• _Problem_
Copy out the whole text about PBOT and the Naito bike lanes word for word, from its first line to its last.

• _Given text_

I hit Lake Blumenauer at full speed during the deluge last week — hilarity ensued. Is there really a drain there to be unclogged? We’ll have to wait until next July to find out. Stay tuned.

maxD
maxD
1 year ago

Someone needs to hold PBOT to a higher standard when they design and build things. I know consultants often do the design, and construction is contracted out, but PBOT has frequent review during the design phases and their is a dedicated PBOT employee involved with each construction project. There are so many recent examples of truly, objectively BAD design, and terrible construction mistakes that are simply ignored and signed off on by PBOT. I don’t know who would audit them, but it clearly needs to happen. PBOT was once an impressive bureaucracy with knowledgeable, diligent staff, now it is not.

For illustration: the better Naito project deficiencies:

  • puddles in the bike lane (not acceptable for a brand new road). These are not blocked drain puddles, the road simply was not built correctly.
  • concrete aprons extending across the bike lane. This a bad design and construction mistake. There is no need for concrete here- it is painted green, it is not a high use area. The concrete/asphalt interface is difficult to construct because the asphalt needs to be tamped by hand. A waste of resources and project budget. It can be done, but for over half of the occurrences on Naito, the construction was done so poorly there is sharp bump in the bike lane.
  • vegetation was not managed to create acceptable sight-lines to and from the bike lanes at the various parking lots along the route and at the intersection with the path leading to the Steel Bridge.
  • The ramp to the south side of the Hawthorne Bridge (eastbound) is marked for 2-way bike traffic on half the sidewalk (about 4-feet wide) and pedestrians on the other half, This could never happen- there is not enough space. PBOT should have found amore accutrate way to inform pedestrains that the ramp is a shared space instead of using misleading, incorrect street graphics.
  • They hurried to open NAio to cars, but left the bike lanes closed for months, citing “supply chain issues”. The only thing missing was paint and signals. That is very bad scheduling and complete lack of prioritizing bike infrastructure. They could have provisionally opened this bike in the same way they provisionally opened it for cars.

• _Material_
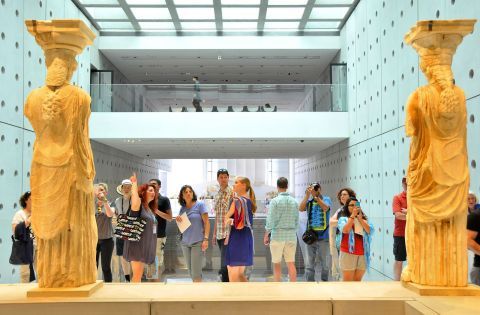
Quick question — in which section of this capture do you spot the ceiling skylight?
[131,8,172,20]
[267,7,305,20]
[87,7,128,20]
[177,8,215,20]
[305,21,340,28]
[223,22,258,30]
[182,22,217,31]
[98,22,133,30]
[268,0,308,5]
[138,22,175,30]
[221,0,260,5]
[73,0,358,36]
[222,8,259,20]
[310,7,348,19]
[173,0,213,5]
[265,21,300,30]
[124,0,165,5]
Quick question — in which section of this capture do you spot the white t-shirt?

...

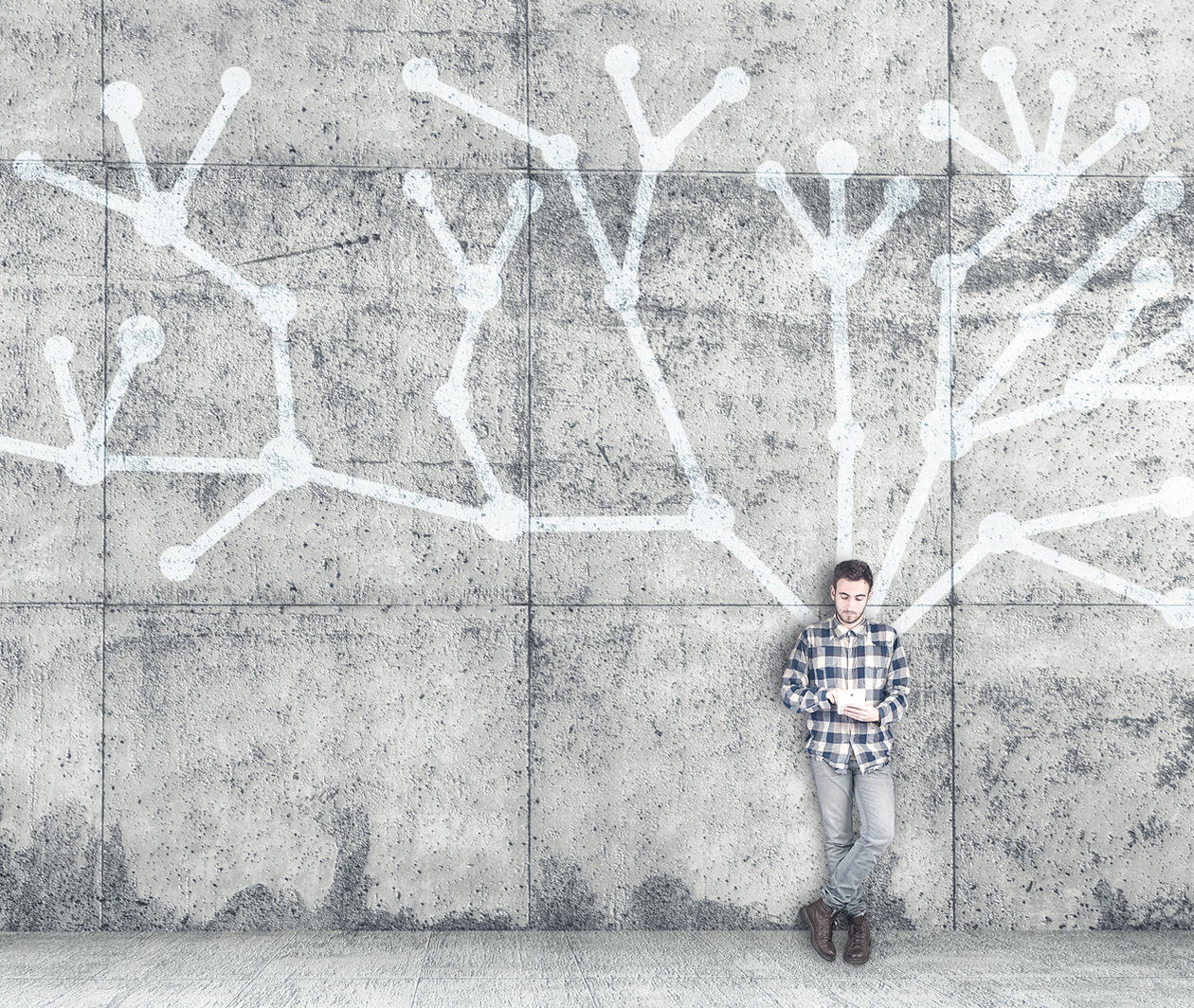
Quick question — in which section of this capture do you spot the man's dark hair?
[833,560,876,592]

• _Complete response_
I hit Lake Blumenauer at full speed during the deluge last week — hilarity ensued. Is there really a drain there to be unclogged? We’ll have to wait until next July to find out. Stay tuned.

maxD
maxD
1 year ago

Someone needs to hold PBOT to a higher standard when they design and build things. I know consultants often do the design, and construction is contracted out, but PBOT has frequent review during the design phases and their is a dedicated PBOT employee involved with each construction project. There are so many recent examples of truly, objectively BAD design, and terrible construction mistakes that are simply ignored and signed off on by PBOT. I don’t know who would audit them, but it clearly needs to happen. PBOT was once an impressive bureaucracy with knowledgeable, diligent staff, now it is not.

For illustration: the better Naito project deficiencies:

  • puddles in the bike lane (not acceptable for a brand new road). These are not blocked drain puddles, the road simply was not built correctly.
  • concrete aprons extending across the bike lane. This a bad design and construction mistake. There is no need for concrete here- it is painted green, it is not a high use area. The concrete/asphalt interface is difficult to construct because the asphalt needs to be tamped by hand. A waste of resources and project budget. It can be done, but for over half of the occurrences on Naito, the construction was done so poorly there is sharp bump in the bike lane.
  • vegetation was not managed to create acceptable sight-lines to and from the bike lanes at the various parking lots along the route and at the intersection with the path leading to the Steel Bridge.
  • The ramp to the south side of the Hawthorne Bridge (eastbound) is marked for 2-way bike traffic on half the sidewalk (about 4-feet wide) and pedestrians on the other half, This could never happen- there is not enough space. PBOT should have found amore accutrate way to inform pedestrains that the ramp is a shared space instead of using misleading, incorrect street graphics.
  • They hurried to open NAio to cars, but left the bike lanes closed for months, citing “supply chain issues”. The only thing missing was paint and signals. That is very bad scheduling and complete lack of prioritizing bike infrastructure. They could have provisionally opened this bike in the same way they provisionally opened it for cars.